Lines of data
# # # # #

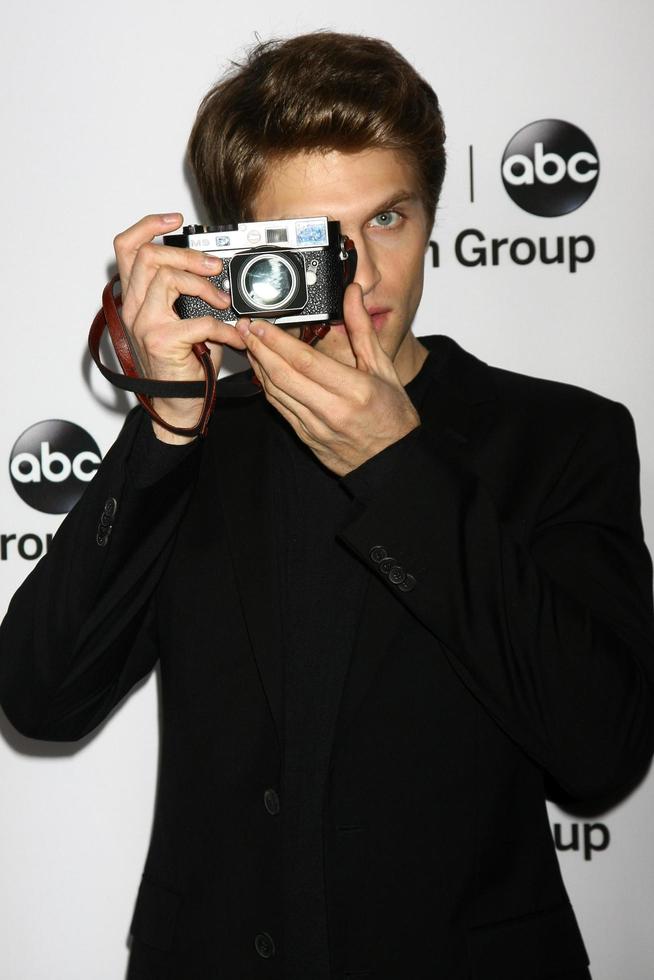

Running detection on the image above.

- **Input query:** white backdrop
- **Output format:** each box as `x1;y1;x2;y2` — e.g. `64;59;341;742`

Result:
0;0;654;980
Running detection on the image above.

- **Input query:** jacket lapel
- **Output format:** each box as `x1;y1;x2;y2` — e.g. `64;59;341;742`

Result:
210;382;283;749
332;336;496;753
209;336;495;749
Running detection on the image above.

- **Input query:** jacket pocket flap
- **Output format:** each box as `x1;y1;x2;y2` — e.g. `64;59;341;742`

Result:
468;903;589;980
130;877;182;950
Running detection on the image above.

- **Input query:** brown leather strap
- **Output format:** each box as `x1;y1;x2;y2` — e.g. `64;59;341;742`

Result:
89;275;223;436
89;275;329;436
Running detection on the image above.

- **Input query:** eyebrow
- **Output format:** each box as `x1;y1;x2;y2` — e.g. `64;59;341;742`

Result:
269;190;420;221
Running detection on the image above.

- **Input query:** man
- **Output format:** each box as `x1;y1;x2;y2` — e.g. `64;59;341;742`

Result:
0;32;654;980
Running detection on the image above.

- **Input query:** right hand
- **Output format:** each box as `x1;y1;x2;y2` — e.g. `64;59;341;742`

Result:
114;212;246;443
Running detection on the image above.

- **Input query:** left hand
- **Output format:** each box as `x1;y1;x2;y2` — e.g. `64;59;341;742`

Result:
237;283;420;476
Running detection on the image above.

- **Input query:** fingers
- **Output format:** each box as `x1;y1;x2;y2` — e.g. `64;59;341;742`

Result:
114;212;223;326
343;282;392;377
114;211;184;296
237;319;358;414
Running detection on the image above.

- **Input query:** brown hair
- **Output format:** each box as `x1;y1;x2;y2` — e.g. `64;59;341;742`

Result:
188;30;445;232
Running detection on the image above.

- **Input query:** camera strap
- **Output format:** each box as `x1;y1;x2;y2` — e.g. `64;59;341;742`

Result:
88;275;329;436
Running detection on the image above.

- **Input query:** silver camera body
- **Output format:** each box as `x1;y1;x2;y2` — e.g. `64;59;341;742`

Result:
163;216;356;326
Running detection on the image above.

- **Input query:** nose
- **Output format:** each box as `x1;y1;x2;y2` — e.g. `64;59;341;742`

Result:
353;237;381;296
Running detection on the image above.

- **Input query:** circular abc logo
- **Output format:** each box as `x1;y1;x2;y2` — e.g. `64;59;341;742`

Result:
502;119;599;218
9;419;102;514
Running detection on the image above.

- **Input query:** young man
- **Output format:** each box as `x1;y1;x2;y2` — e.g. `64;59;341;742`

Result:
0;32;654;980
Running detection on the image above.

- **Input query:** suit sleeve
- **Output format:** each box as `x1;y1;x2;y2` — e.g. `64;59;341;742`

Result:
0;407;198;741
339;400;654;798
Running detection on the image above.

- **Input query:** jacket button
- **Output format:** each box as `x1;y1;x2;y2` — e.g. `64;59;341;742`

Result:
95;524;111;548
379;558;397;575
254;932;275;960
104;497;118;518
263;789;279;816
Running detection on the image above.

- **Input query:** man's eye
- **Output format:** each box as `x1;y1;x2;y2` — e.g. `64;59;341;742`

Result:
372;211;402;228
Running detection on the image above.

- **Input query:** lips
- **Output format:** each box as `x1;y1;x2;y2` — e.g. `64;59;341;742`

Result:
331;306;391;333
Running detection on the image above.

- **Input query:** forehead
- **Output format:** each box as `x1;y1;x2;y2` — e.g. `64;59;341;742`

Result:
253;149;418;222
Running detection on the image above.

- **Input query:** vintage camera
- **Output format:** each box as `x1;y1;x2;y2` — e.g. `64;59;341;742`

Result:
163;217;356;326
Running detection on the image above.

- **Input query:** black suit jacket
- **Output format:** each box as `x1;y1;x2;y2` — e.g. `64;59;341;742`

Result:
0;336;654;980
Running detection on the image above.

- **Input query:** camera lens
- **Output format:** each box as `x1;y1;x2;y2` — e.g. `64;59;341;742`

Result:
241;254;297;310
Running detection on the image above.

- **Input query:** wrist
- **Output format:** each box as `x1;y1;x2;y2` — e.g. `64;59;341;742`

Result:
152;398;203;446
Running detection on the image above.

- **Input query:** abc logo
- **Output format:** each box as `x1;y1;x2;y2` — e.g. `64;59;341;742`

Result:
502;119;599;218
9;419;102;514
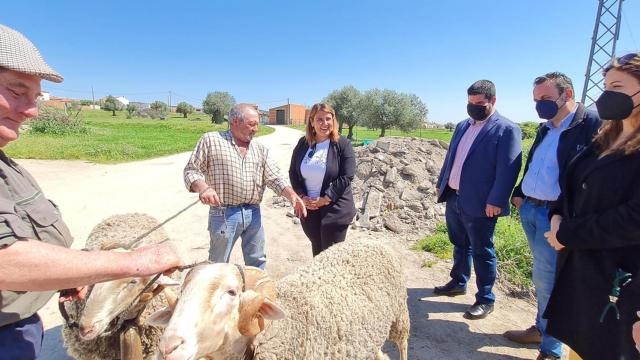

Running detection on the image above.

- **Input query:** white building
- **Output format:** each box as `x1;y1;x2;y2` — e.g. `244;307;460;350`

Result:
116;96;129;106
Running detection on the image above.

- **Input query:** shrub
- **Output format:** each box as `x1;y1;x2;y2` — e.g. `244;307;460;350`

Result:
30;106;88;135
414;212;533;295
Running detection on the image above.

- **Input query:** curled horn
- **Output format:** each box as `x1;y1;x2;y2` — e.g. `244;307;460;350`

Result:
238;267;276;336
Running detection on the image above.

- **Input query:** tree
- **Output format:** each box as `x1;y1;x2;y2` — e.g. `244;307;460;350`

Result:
102;95;122;116
149;100;168;114
323;85;362;139
202;91;236;124
126;103;138;119
176;101;195;119
360;89;428;137
518;121;540;140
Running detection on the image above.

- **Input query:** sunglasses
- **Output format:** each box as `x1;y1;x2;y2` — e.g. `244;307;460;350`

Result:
307;144;317;159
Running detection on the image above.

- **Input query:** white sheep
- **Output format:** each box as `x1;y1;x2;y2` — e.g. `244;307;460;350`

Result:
147;241;409;360
62;213;178;360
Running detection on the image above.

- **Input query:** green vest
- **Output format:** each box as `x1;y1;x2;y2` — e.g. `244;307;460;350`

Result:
0;151;73;326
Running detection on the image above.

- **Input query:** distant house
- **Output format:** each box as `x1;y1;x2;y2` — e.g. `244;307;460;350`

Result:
269;104;309;125
43;96;76;109
116;96;130;106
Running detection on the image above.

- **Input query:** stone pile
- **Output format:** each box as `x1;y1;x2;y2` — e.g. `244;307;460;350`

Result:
271;137;449;238
352;137;448;236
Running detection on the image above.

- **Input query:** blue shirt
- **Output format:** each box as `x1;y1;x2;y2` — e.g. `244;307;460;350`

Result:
522;111;576;201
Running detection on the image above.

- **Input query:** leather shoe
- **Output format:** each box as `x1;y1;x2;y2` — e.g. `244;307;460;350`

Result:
464;303;493;320
433;281;467;296
536;351;560;360
502;325;542;344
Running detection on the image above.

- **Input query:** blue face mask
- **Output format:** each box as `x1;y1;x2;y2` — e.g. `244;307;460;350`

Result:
536;95;562;120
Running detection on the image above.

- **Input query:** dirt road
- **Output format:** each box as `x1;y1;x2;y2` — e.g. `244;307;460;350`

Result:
19;127;537;360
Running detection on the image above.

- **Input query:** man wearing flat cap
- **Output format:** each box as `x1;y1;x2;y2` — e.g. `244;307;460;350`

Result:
0;24;182;360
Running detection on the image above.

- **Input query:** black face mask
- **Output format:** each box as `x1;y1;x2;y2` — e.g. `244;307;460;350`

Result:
467;104;487;121
536;95;562;120
596;90;640;120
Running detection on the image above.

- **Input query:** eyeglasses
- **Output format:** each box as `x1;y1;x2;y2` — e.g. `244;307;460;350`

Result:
618;53;640;65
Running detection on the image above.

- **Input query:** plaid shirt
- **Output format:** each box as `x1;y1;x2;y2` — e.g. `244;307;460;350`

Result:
184;131;290;206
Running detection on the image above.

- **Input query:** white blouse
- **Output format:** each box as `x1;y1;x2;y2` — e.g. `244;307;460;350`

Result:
300;139;329;198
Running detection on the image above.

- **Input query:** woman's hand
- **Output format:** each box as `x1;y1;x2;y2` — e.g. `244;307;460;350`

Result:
302;195;331;210
544;215;564;251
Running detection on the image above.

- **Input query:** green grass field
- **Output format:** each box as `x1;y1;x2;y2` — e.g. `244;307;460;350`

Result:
4;110;273;163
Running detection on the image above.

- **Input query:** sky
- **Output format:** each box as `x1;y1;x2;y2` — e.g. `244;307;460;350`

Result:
0;0;640;123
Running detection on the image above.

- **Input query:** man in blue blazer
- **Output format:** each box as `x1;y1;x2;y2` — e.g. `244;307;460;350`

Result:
433;80;522;319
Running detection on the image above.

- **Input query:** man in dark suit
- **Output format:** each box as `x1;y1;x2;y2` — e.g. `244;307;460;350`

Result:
504;72;601;360
433;80;522;319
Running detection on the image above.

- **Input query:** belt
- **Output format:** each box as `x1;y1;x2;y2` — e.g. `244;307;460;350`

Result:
525;196;555;207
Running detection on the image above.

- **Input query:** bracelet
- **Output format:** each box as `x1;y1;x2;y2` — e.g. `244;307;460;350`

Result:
198;186;213;200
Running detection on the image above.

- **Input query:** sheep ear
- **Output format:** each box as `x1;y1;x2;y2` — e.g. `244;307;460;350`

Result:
156;275;180;286
144;307;173;327
238;290;284;336
259;299;287;320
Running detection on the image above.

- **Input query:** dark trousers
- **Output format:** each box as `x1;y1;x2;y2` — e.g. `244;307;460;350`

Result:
445;193;497;304
0;314;44;360
300;210;349;256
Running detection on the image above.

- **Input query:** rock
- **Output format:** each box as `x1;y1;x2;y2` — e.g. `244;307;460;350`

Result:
400;190;423;201
418;181;434;194
407;202;423;213
363;189;382;218
402;164;418;177
384;167;398;185
384;219;402;234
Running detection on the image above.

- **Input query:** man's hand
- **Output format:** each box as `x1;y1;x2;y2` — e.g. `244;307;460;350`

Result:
129;244;184;276
631;311;640;351
544;215;564;251
58;286;89;303
280;186;307;218
511;196;524;209
199;187;220;206
484;204;502;217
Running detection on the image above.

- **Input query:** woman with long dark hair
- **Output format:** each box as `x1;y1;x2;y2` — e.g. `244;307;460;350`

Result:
289;104;356;256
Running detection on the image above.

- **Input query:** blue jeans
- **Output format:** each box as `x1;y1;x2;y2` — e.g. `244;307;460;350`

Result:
209;205;267;270
520;199;562;357
0;314;44;360
445;194;497;304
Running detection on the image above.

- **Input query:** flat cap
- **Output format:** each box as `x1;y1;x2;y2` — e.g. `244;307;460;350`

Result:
0;24;64;83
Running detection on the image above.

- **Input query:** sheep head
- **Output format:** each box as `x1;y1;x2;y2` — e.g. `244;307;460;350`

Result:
147;263;284;360
79;258;179;341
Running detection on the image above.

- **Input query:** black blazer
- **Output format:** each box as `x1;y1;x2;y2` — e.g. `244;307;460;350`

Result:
289;136;356;225
544;145;640;360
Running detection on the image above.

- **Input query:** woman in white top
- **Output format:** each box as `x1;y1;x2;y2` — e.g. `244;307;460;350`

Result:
289;104;356;256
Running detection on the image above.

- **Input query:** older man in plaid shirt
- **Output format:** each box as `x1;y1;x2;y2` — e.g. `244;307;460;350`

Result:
184;104;307;269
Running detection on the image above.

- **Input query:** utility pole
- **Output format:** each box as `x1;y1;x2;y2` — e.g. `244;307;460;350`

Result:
580;0;624;107
91;85;96;110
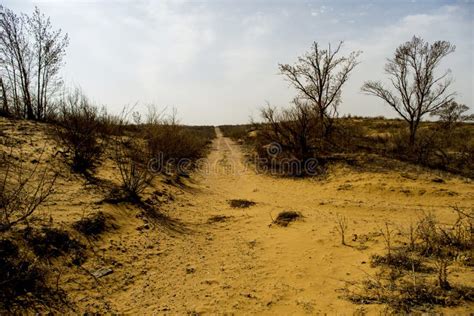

# # # # #

* INSTRUCTION *
Extract every line from the entries above that contains the word "blue".

* WRITTEN ANSWER *
- **Input query:** blue shirt
- **Input query:** blue face mask
- **Input query:** man in blue blazer
- **Input query:** blue jeans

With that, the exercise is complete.